### EXERCISE TASK
Please reproduce every line of the data below word for word, leaving out the pictures.

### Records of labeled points
Begin
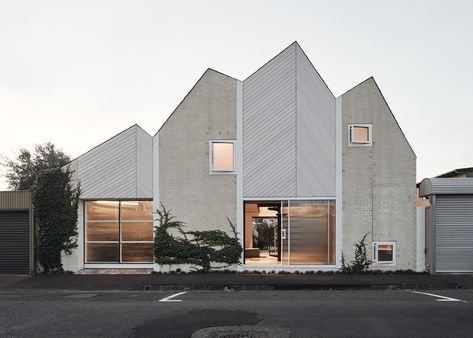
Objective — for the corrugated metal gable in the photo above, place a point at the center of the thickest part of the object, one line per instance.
(144, 164)
(118, 168)
(289, 141)
(316, 132)
(269, 130)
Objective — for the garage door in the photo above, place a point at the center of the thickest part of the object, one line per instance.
(14, 242)
(454, 233)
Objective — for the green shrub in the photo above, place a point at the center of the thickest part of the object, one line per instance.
(360, 263)
(55, 206)
(213, 249)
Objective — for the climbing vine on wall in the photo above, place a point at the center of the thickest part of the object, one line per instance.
(212, 249)
(55, 206)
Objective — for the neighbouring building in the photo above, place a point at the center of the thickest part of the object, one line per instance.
(448, 221)
(302, 173)
(16, 232)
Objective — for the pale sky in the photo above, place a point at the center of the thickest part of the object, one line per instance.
(78, 72)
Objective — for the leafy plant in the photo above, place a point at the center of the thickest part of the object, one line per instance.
(55, 203)
(21, 172)
(212, 249)
(360, 263)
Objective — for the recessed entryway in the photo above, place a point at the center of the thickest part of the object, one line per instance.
(290, 232)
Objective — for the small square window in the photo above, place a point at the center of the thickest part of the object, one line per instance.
(222, 156)
(359, 134)
(384, 253)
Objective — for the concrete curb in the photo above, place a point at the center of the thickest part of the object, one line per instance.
(289, 287)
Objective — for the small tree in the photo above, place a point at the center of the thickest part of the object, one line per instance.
(55, 203)
(361, 262)
(197, 248)
(22, 171)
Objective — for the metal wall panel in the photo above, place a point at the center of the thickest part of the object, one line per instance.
(453, 233)
(316, 132)
(15, 200)
(433, 186)
(118, 168)
(269, 128)
(14, 242)
(289, 130)
(144, 164)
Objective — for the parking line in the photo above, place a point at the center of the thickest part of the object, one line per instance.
(440, 298)
(170, 298)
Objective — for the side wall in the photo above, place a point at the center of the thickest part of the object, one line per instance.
(201, 200)
(75, 261)
(378, 182)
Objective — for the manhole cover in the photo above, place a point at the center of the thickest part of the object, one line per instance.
(244, 331)
(82, 295)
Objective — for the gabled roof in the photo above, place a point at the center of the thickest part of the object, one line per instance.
(298, 47)
(98, 145)
(190, 91)
(455, 172)
(371, 78)
(439, 186)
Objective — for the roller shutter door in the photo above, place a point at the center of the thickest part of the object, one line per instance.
(14, 242)
(454, 233)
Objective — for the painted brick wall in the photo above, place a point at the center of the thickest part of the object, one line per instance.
(199, 199)
(379, 187)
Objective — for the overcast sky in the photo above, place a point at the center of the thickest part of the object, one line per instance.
(78, 72)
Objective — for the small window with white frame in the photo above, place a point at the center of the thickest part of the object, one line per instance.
(359, 135)
(222, 156)
(384, 253)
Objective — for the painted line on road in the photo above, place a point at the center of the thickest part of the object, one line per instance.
(439, 298)
(170, 298)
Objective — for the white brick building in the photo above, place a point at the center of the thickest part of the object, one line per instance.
(302, 174)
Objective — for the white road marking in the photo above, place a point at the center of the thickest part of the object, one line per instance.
(170, 298)
(440, 298)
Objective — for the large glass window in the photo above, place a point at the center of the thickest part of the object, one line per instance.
(303, 232)
(222, 156)
(118, 232)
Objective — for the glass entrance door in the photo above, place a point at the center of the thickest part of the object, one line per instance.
(290, 232)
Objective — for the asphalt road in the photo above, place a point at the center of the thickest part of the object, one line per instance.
(302, 313)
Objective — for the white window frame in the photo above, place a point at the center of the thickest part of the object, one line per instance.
(375, 253)
(369, 143)
(211, 170)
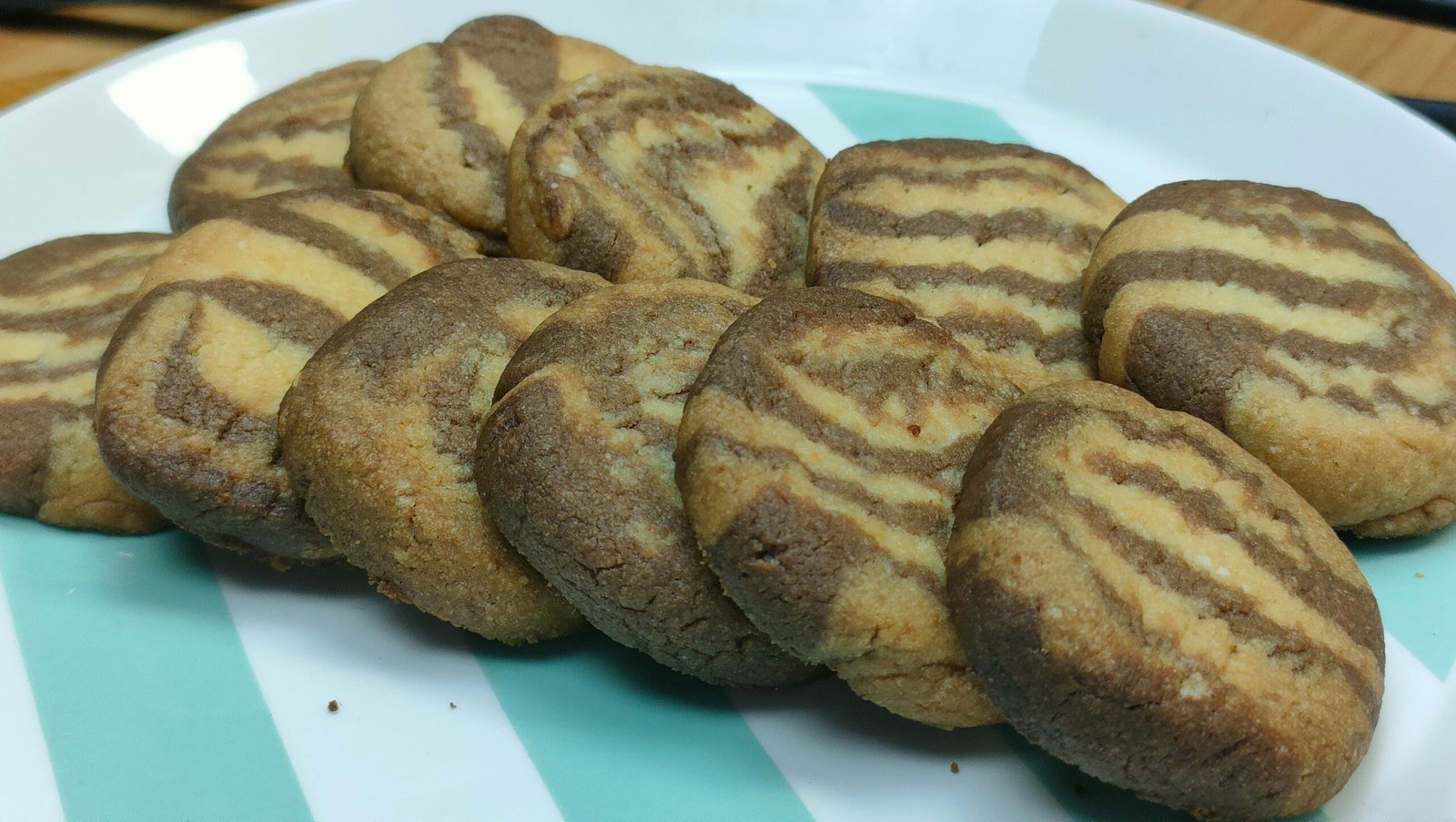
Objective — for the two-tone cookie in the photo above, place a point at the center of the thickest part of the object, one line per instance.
(295, 137)
(187, 398)
(1149, 603)
(1303, 329)
(575, 463)
(60, 303)
(379, 433)
(819, 456)
(987, 240)
(654, 174)
(436, 124)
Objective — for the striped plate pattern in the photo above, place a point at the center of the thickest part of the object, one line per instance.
(1303, 327)
(654, 174)
(819, 458)
(1150, 604)
(378, 434)
(60, 303)
(437, 121)
(187, 401)
(295, 137)
(152, 678)
(985, 239)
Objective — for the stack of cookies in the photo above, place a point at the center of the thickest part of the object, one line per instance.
(946, 419)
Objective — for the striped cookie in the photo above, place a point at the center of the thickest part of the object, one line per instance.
(436, 124)
(575, 463)
(819, 456)
(1149, 603)
(379, 431)
(986, 240)
(295, 137)
(1303, 329)
(58, 305)
(652, 174)
(187, 400)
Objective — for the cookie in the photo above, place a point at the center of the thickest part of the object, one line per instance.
(654, 174)
(58, 305)
(436, 124)
(295, 137)
(819, 458)
(575, 463)
(1303, 329)
(379, 431)
(187, 400)
(1154, 605)
(986, 240)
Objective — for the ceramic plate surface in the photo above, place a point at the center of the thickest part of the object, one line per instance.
(157, 679)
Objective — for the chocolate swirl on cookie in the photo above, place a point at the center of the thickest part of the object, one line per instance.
(295, 137)
(436, 124)
(379, 433)
(652, 174)
(819, 458)
(575, 462)
(986, 240)
(188, 394)
(60, 303)
(1149, 603)
(1302, 327)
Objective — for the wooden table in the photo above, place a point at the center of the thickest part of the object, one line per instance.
(41, 50)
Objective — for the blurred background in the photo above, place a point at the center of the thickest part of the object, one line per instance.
(1407, 50)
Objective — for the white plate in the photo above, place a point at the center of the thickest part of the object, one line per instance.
(150, 678)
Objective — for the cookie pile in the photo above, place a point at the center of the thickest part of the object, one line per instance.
(906, 472)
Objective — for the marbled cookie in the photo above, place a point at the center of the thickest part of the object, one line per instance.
(60, 303)
(1149, 603)
(1303, 329)
(575, 463)
(652, 174)
(819, 456)
(436, 124)
(379, 431)
(987, 240)
(295, 137)
(187, 401)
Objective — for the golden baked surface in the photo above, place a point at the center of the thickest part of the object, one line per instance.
(295, 137)
(1149, 603)
(819, 458)
(60, 303)
(436, 124)
(987, 240)
(187, 400)
(379, 433)
(575, 462)
(654, 174)
(1302, 327)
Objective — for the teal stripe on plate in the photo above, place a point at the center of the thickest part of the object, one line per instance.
(618, 736)
(873, 114)
(1414, 581)
(146, 697)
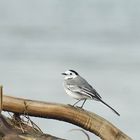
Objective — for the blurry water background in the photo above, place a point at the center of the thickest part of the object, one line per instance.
(99, 39)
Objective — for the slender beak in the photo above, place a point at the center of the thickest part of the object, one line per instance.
(63, 73)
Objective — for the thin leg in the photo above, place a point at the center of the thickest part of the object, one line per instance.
(77, 102)
(83, 103)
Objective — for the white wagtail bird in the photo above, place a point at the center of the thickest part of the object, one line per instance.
(78, 88)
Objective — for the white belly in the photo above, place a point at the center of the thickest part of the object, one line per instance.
(76, 95)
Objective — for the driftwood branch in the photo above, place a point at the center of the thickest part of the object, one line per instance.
(85, 119)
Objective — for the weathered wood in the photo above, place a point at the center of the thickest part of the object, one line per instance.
(12, 131)
(85, 119)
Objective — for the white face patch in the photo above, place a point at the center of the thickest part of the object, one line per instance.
(70, 75)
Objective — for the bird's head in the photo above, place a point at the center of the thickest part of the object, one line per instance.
(70, 74)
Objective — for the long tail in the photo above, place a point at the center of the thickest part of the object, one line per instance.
(110, 107)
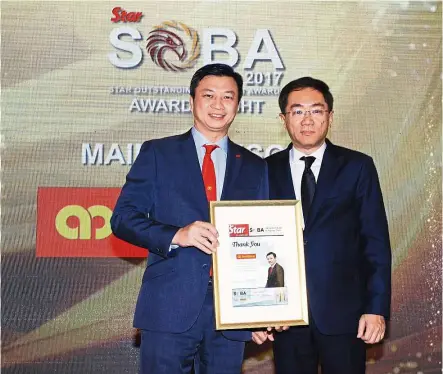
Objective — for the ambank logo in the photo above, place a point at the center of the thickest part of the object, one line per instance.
(84, 216)
(75, 222)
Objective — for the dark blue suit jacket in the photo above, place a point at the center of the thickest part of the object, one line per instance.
(347, 249)
(164, 191)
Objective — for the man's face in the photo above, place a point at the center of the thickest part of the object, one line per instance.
End
### RESPONSE TO THE TASK
Objective — for the corrugated metal gable in the photo above, place a point at the center of the thickest part of the object, one line per instance.
(144, 164)
(118, 168)
(289, 141)
(316, 132)
(269, 130)
Objective — for the garage door in the photo above, place a point at the center of the thickest part of the object, one line per instance.
(14, 242)
(454, 233)
Objective — for the green shrub in the photo above, place a point at the center of the thickest part of the object, one line per instance.
(360, 263)
(55, 206)
(213, 249)
Objective — for the climbing vine on wall in the photo above, place a point at the center of the thickest part of the object, one line per instance.
(212, 249)
(55, 206)
Objective — for the neighbouring building in the photo above, place a point at the center of the thickest part of the object, one line per instance.
(448, 221)
(302, 173)
(16, 232)
Objective — for the pale sky in the photo above, place a point at the center of the thickest part of the object, one line per instance.
(78, 72)
Objective — for the leafy plant in the photo above, place a point at the center of the thickest part of the object, one line per instance.
(55, 203)
(21, 172)
(212, 249)
(360, 263)
Objective — for the recessed entryway in the photo above, place a point at the center of the thickest part of the object, one line per instance.
(290, 232)
Objective — for the small square window in the photo above, place a point at the center of the thickest part of the object, one line per instance.
(222, 156)
(359, 134)
(384, 253)
Objective — for the concrete curb in the photo above, place a point at the center of the thickest part of the object, one line per instance.
(289, 287)
Objective — for the small tree in the photo above, place a point at the center of the thickest part of the object, one line per instance.
(55, 203)
(361, 262)
(197, 248)
(22, 171)
Objective — for the metal wall panel in the photo above, place a point at the center of the thickest part of the object, one line per instance.
(453, 233)
(316, 132)
(15, 200)
(433, 186)
(118, 168)
(269, 128)
(14, 242)
(289, 130)
(144, 164)
Objective — for the parking line in the photo above, place a point at the center of the thickest part of the object, one line per instance.
(440, 298)
(170, 298)
Objective — for the side wall in the photo above, place a point at the center of the thickest part of the object, one line per instance.
(201, 200)
(75, 261)
(378, 182)
Objective — for the manhole cover in the photo above, place a point at the center of the thickest part of the object, one line per instance.
(244, 331)
(82, 295)
Objective — for the gabled roof in the photo above, place a point at the center of the thickest part of the object, one line per instance.
(298, 47)
(98, 145)
(190, 91)
(455, 172)
(371, 78)
(439, 186)
Objective — for the roller shutter door in the photo above, place a point at the center of the thickest part of the object, one line per instance.
(14, 242)
(454, 233)
Objective — for the painted brick wall in the photo above, place a point at the center of the thickest part of the object, one line per instance.
(199, 199)
(379, 187)
Objective — for the overcast sky in the photo above, place a point at the center of the thickest part of the object, one line per instance.
(78, 72)
Objective — for the small window with white frame in the photo above, place a point at the center of the thickest part of the object, one line per instance.
(359, 135)
(222, 156)
(384, 253)
Objective — for the painted line on road in the photo above, place a point at the center of the thickest part of the object, one line per instance.
(439, 298)
(170, 298)
Objective — for the white brick building in the photo above, place a point at the center of the thickest part of the object, one line per instance.
(302, 174)
Objective — for the white road marking in the photo above, place a point at the center of the thickest part of the object, one line per instance.
(170, 298)
(440, 298)
Objective — for the large glass window in the photo above, place a point at the center of the thickest part of the object, one line per instance.
(303, 232)
(222, 156)
(118, 232)
Objective — for the glass entrance door in the photo above, place a point at the center of the thickest part of the object, one line per instance.
(290, 232)
Objective — for the asphalt road in the photo above, place a point at the center of the thickest part of the object, one line per instance.
(302, 313)
Objective — for the white window frame in the photo above, place a point at the center of the thickest part of the object, one line per instance.
(375, 253)
(369, 143)
(211, 170)
Objective — for the two-tone cookie in the photo above, place a point at the center of the thickest part of the object, one line per instance.
(295, 137)
(187, 398)
(1149, 603)
(1303, 329)
(575, 463)
(60, 303)
(379, 433)
(819, 456)
(987, 240)
(654, 174)
(436, 124)
Objective — for the striped plate pattern in the photo above, place a point at the center of the thickest part of the object, one line per instance.
(1303, 327)
(654, 174)
(819, 458)
(1150, 604)
(378, 434)
(60, 303)
(437, 121)
(187, 401)
(295, 137)
(152, 678)
(985, 239)
Objective — for the stack of cookies in the photo above, place a point at the center of the thickest part of the object, one line per instance.
(946, 419)
Objective — for the striped cookie in the photo above, place a point at the center of the thickest part of the object, one line per instance.
(436, 124)
(575, 463)
(819, 456)
(1149, 603)
(379, 431)
(986, 240)
(295, 137)
(1303, 329)
(58, 305)
(652, 174)
(187, 400)
Objective — for the cookie in the photo above, place a point at the center of the thickest part of the object, one line per instance.
(654, 174)
(58, 305)
(436, 124)
(295, 137)
(819, 458)
(575, 463)
(1303, 329)
(379, 431)
(187, 400)
(1154, 605)
(986, 240)
Objective — for the ceramic plate surface in the photo above, place a point at the center of the thickest part of the object, one line per instance.
(157, 679)
Objective — for the chocolate swirl on cookie in the photo above, place a point at the center of the thickest part of the object, one line per instance.
(295, 137)
(436, 124)
(379, 433)
(652, 174)
(819, 458)
(575, 462)
(986, 240)
(188, 394)
(60, 303)
(1149, 603)
(1302, 327)
Objective — for the wooden table in the photo above, place a point at the center of the thickest part of the object, one line per instance.
(41, 50)
Objective — for the blurred background in the photo above, place a point at the center of the thickest part of the object, one line per instance.
(1407, 50)
Objective — for the white plate in the photo above, place a point at the center of the thickest part of the object, one line per instance.
(150, 678)
Objective — for the cookie pile in the photo above, place a point at the center of the thickest part of the object, one line per instance.
(906, 472)
Objective — for the marbled cookie in the photo above, place a point at the center of the thickest part of the object, one line per instance.
(60, 303)
(1149, 603)
(1303, 329)
(575, 463)
(652, 174)
(819, 456)
(436, 124)
(379, 431)
(987, 240)
(295, 137)
(187, 401)
Objective — for the golden baked surface in the photo above, place a point at the center of the thickest part of the object, one line per instance.
(295, 137)
(1149, 603)
(819, 458)
(60, 303)
(436, 124)
(987, 240)
(187, 400)
(379, 433)
(575, 462)
(654, 174)
(1302, 327)
Objective — for the teal stripe on plate in the photo above, place a point at the center of the thickest part of the object, one line per instance.
(618, 736)
(873, 114)
(1414, 581)
(146, 697)
Objective — for the blurry water background in the photo above, place a point at the center of the thickest part of the object, one line per instance.
(99, 39)
Objective — for the slender beak in the photo above, place a point at the center of the thickest part of the object, one line per instance.
(63, 73)
Objective — for the thin leg in the photo above, place a point at the center of the thickest part of the object, one line per instance.
(77, 102)
(83, 103)
Objective — for the white wagtail bird in the photo above, place a point at the center of the thickest part of the object, one line per instance.
(78, 88)
Objective — for the white belly in the photo above, place a point at the center of the thickest part of the object, one line per instance.
(76, 95)
Objective — for the driftwood branch in the photo above, place a point at the center of the thickest part of the object, one line per instance.
(85, 119)
Objective — for the weathered wood in the photo above, place a point at the center of the thickest part of the object, one line per instance.
(12, 131)
(85, 119)
Objective — for the white face patch in the photo above, place a point at the center of the thickest part of the object, one line per instance.
(70, 75)
Objective — for the bird's head in the photo above, place a point at the center of the thickest part of the object, one line per instance.
(70, 74)
Objective — for the long tail in the photo above, place a point at the center of the thickest part of the object, one line per instance.
(110, 107)
Objective — for the ambank logo in the photo above, place a point at the center of the thickest part of the object, one line per instance.
(84, 216)
(75, 222)
Objective — for the dark blue suit jacket in the photo above, place a point at the center of the thickest part of the object, one line per instance.
(347, 249)
(164, 191)
Objective — for the man's face in the photo above, place a point at the center of the thickest part of the object, one line per instance.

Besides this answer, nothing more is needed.